Problem statement: Each line in the records below, from the one that contains "Query: white metal sign" to the one that contains "awning; answer laid out like", should be reproduced exactly, the first and last included.
+ + + +
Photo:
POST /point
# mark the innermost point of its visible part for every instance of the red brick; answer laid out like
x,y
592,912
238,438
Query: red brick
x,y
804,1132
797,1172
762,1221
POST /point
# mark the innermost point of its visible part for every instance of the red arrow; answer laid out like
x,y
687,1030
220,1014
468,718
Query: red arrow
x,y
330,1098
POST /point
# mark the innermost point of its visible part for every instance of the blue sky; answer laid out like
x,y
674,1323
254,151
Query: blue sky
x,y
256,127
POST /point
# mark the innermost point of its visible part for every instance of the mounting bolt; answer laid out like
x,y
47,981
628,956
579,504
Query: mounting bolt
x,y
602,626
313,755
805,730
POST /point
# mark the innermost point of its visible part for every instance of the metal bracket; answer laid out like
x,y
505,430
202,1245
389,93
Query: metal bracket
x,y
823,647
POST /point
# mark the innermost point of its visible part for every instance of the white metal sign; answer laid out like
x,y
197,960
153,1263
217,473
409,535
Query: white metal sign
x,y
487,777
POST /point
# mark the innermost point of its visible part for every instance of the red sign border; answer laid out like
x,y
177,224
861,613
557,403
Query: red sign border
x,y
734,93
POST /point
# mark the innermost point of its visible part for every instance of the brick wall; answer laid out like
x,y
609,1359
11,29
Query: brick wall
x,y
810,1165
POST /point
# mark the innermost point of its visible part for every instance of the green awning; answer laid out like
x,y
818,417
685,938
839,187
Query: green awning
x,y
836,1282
+ + + +
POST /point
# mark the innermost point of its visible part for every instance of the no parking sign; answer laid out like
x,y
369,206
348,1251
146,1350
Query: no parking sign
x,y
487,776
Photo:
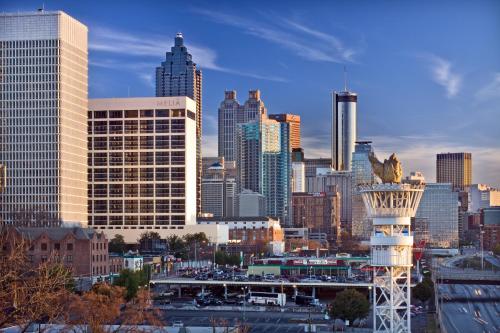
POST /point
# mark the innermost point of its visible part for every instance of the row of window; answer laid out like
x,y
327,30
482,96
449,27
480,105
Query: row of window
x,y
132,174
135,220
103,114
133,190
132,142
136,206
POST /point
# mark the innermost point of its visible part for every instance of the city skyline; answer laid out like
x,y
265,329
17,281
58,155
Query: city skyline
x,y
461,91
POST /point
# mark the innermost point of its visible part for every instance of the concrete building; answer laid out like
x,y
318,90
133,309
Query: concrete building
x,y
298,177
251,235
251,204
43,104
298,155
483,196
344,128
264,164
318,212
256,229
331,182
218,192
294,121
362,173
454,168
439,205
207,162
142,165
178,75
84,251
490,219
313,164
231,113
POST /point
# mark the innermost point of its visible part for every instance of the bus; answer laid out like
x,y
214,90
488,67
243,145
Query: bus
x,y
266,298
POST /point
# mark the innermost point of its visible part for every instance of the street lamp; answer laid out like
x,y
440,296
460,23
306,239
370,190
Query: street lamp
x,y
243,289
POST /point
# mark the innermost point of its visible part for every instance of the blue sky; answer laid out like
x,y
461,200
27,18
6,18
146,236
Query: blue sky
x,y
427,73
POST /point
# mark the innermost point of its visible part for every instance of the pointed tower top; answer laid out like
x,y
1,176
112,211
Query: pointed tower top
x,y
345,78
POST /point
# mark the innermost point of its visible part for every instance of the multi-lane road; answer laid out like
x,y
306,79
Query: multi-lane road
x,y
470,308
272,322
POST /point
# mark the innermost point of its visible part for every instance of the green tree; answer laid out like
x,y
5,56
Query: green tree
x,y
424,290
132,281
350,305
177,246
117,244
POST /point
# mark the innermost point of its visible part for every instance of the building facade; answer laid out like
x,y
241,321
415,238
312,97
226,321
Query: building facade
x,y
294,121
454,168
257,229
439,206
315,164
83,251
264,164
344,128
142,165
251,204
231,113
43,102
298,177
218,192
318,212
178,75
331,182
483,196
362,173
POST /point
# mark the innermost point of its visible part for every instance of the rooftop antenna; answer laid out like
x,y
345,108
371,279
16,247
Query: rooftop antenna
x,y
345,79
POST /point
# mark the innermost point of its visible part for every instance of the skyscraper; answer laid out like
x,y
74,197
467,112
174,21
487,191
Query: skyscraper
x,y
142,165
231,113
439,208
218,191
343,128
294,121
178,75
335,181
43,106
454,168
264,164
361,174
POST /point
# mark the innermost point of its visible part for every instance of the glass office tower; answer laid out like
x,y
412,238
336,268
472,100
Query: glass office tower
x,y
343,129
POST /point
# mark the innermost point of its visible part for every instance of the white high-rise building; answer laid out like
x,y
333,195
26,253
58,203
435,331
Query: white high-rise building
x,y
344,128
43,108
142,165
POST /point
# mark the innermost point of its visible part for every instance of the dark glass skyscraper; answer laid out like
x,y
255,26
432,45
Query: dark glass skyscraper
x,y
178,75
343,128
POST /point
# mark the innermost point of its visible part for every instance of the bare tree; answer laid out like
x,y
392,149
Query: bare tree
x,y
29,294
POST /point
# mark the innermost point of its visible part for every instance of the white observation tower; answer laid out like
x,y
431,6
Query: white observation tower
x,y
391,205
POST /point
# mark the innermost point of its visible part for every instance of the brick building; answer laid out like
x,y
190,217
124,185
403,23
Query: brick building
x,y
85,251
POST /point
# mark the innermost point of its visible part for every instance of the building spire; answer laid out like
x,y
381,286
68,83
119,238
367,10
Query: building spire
+ + + +
Response:
Query: white metal sign
x,y
487,777
POST /point
# mark the innermost point of its visible part for every instance of the red sign border; answer laid out like
x,y
177,224
861,613
557,403
Query: red sign border
x,y
734,93
POST /point
# mark the innermost point of its visible part for every instance of the brick wall; answer laid out like
x,y
609,1359
11,29
Query: brick wall
x,y
810,1165
POST /point
# mark the innermost point of its visible part for every instance of the green awning; answer laid out like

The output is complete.